> **Data excerpts**

....

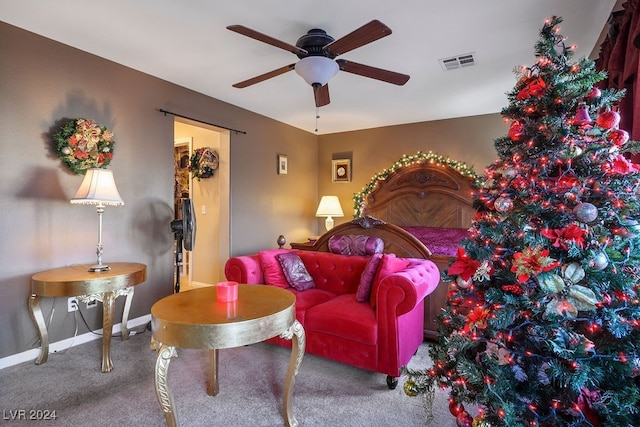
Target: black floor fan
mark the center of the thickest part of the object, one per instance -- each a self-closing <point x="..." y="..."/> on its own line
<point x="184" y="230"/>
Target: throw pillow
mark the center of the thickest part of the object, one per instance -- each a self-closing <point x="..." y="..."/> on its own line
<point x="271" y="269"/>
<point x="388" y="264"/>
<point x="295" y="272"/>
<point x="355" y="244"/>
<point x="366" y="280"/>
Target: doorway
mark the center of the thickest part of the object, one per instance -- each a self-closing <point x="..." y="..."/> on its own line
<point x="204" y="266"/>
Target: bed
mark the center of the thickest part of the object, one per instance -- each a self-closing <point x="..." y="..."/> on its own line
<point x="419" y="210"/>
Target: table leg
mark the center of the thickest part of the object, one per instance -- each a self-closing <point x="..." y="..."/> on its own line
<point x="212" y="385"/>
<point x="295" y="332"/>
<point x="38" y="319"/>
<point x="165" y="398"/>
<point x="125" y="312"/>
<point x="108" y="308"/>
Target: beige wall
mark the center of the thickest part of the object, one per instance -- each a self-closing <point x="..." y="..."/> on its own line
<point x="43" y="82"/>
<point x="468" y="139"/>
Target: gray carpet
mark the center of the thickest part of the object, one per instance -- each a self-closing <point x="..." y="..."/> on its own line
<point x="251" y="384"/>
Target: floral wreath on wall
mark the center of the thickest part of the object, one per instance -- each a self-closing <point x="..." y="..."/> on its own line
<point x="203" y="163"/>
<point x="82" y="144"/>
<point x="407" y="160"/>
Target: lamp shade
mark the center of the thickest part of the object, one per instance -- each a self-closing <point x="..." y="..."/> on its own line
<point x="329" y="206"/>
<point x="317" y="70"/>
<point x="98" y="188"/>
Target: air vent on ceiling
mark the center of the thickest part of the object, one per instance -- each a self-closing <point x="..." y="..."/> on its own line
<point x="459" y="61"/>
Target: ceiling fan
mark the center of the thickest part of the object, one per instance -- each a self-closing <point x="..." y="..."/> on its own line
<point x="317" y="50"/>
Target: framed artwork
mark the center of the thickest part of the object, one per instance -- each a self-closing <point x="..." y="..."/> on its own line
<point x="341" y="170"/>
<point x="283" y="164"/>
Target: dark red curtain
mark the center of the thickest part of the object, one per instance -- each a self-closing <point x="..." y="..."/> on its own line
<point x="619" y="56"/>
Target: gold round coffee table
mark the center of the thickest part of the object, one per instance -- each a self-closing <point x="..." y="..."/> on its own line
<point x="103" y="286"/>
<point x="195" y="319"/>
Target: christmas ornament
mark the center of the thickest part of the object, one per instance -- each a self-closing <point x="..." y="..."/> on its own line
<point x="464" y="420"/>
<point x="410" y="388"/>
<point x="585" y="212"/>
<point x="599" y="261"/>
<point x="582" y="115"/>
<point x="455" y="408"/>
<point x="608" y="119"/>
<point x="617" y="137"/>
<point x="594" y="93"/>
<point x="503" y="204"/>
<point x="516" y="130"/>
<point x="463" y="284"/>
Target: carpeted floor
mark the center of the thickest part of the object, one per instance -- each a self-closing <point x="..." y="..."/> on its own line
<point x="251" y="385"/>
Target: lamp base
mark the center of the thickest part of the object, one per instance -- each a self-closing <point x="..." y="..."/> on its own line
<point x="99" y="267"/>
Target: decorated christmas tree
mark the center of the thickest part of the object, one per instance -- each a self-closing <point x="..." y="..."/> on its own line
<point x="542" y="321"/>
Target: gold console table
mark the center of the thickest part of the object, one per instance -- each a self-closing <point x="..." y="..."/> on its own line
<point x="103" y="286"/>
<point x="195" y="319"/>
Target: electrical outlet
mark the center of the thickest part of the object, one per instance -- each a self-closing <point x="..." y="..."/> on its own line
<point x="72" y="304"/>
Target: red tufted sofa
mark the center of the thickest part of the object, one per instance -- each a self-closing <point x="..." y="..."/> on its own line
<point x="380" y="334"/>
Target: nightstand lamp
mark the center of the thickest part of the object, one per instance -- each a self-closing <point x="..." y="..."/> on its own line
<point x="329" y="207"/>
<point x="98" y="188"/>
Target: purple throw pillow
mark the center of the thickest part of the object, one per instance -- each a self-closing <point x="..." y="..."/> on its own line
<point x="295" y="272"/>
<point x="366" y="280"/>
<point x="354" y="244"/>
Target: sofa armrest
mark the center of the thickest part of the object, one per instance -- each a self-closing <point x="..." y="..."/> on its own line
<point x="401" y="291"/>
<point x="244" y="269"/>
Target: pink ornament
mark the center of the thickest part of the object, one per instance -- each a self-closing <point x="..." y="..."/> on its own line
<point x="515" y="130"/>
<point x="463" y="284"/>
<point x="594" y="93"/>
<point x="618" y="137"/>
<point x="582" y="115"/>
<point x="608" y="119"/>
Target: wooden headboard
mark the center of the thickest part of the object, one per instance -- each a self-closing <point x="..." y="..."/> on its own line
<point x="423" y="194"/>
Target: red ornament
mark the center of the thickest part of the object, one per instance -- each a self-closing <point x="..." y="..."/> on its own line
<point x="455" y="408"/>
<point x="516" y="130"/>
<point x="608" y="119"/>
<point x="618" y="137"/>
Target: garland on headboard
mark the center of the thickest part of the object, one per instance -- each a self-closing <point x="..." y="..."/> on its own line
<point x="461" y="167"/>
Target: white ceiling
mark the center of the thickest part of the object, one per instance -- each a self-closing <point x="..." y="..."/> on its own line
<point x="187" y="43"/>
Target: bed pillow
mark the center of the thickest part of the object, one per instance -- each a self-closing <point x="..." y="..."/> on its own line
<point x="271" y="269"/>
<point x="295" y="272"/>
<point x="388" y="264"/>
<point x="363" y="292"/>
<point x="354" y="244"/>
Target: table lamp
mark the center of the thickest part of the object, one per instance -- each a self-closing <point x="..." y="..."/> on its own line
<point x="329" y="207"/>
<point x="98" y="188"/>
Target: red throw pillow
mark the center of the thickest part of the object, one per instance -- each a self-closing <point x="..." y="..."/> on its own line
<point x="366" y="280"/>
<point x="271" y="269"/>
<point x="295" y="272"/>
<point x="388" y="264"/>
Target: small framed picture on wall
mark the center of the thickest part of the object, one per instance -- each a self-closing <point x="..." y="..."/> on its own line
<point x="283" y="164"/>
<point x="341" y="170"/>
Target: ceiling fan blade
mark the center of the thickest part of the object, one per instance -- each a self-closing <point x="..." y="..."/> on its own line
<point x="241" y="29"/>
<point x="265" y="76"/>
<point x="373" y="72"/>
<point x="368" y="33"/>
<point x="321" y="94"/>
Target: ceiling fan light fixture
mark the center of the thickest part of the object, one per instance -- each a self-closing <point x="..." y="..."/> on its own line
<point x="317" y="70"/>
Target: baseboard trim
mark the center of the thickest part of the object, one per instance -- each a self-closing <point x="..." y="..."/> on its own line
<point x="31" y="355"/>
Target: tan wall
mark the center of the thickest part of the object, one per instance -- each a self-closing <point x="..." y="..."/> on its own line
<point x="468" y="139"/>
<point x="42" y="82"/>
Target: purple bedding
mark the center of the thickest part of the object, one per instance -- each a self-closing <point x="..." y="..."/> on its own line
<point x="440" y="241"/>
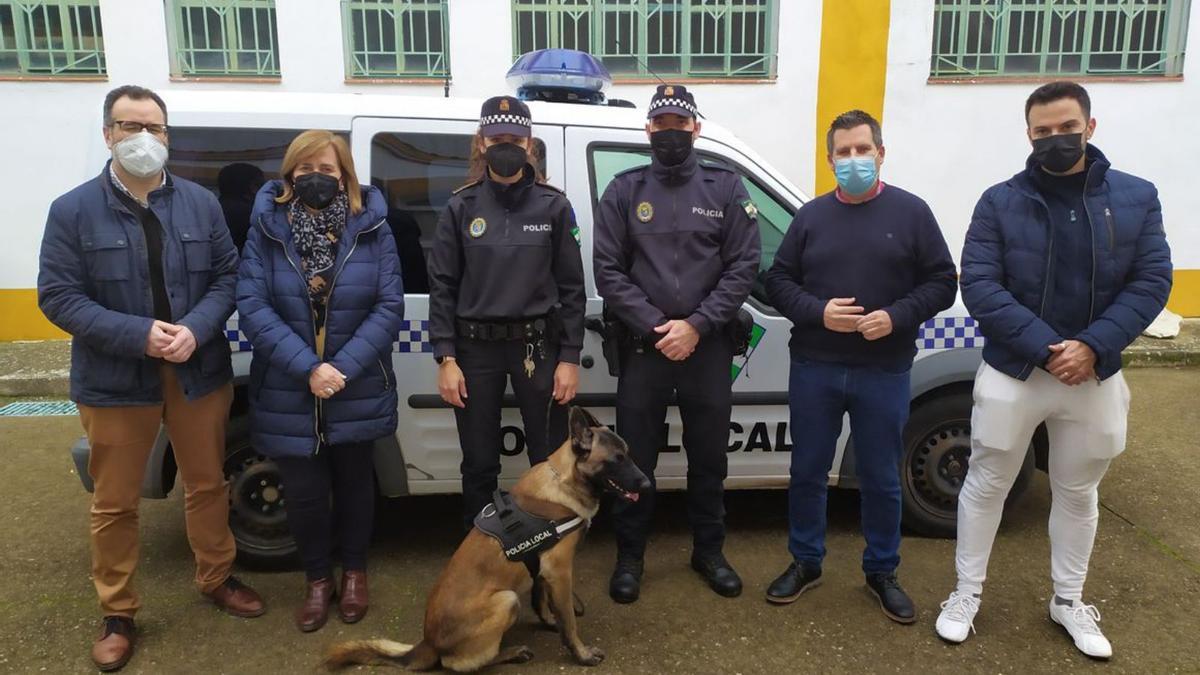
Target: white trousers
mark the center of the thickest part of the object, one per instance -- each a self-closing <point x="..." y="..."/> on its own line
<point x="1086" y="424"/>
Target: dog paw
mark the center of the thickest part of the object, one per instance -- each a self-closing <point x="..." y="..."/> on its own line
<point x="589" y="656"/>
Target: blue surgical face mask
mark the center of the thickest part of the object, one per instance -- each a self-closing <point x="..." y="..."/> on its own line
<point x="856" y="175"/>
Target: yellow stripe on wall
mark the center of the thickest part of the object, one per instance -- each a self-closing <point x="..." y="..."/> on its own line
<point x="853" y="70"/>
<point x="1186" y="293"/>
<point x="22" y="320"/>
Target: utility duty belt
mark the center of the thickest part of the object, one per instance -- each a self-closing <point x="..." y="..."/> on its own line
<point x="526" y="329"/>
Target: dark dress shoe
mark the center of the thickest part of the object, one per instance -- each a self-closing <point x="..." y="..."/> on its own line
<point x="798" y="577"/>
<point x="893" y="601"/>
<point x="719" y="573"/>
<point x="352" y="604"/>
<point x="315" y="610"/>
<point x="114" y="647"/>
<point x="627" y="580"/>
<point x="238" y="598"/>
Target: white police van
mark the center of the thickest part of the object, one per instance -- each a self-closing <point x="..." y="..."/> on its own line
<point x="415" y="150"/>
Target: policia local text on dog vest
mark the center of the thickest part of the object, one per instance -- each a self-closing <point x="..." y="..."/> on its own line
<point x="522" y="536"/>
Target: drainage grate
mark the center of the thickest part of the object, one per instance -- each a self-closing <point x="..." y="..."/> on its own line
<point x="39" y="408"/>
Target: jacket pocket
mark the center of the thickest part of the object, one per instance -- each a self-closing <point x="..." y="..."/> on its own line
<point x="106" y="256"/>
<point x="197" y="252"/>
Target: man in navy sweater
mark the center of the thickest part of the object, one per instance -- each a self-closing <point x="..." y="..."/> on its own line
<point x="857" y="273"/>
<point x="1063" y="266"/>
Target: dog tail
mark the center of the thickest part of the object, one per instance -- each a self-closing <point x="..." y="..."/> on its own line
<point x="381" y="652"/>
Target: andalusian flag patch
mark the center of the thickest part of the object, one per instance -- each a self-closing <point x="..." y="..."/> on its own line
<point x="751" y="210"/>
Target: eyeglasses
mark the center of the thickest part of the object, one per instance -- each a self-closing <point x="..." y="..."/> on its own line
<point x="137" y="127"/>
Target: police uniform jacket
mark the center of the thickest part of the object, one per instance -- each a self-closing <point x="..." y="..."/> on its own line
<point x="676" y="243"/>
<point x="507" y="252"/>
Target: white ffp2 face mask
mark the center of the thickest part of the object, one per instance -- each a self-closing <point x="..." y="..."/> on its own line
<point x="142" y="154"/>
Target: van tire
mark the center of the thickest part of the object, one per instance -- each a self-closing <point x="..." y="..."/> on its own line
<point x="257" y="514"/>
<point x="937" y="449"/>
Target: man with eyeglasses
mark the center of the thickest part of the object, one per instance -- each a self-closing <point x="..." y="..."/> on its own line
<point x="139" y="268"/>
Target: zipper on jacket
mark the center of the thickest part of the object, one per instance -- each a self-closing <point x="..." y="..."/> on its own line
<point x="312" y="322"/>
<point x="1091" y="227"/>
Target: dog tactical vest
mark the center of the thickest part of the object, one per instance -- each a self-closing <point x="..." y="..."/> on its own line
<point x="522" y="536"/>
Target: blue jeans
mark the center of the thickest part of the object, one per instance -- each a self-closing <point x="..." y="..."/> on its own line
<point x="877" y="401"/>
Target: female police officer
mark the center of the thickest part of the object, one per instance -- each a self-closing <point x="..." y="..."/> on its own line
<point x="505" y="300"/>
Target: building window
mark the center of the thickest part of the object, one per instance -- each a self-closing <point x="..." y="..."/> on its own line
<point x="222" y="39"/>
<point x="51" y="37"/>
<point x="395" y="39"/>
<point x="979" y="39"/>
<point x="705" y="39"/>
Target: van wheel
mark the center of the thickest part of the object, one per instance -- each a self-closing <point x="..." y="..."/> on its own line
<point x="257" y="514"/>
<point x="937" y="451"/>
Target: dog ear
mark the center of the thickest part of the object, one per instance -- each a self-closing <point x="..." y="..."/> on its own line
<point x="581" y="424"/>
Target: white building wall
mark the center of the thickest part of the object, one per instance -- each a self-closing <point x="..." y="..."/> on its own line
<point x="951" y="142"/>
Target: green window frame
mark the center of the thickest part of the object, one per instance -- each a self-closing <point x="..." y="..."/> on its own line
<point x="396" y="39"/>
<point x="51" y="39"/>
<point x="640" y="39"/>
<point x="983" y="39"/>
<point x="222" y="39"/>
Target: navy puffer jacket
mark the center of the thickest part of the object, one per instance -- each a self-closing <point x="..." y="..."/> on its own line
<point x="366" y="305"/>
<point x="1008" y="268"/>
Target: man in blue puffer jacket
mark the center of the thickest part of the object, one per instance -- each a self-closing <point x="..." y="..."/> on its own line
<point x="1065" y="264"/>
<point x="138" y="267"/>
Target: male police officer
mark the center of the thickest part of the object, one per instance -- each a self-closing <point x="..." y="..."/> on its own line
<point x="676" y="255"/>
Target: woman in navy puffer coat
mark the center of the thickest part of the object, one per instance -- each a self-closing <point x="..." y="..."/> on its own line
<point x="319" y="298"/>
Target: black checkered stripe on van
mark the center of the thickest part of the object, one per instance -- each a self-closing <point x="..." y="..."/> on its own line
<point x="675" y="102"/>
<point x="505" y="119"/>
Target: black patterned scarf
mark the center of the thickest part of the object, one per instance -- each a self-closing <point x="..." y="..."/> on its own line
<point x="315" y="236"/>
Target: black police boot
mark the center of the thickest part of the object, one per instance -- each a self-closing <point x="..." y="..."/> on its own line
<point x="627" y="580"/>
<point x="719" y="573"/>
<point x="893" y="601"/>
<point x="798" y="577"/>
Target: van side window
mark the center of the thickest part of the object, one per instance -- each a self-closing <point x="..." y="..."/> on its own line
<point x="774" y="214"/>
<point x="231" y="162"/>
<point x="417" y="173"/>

....

Reproduce, word for word, the lines of the data above from the one containing "Target: van side window" through the final line, both ends included.

> **Solved problem**
Target: van side window
mark the center of the thickest part of the object, one per instance -- each a self-closing <point x="..." y="..."/> on its own line
<point x="774" y="214"/>
<point x="231" y="162"/>
<point x="417" y="173"/>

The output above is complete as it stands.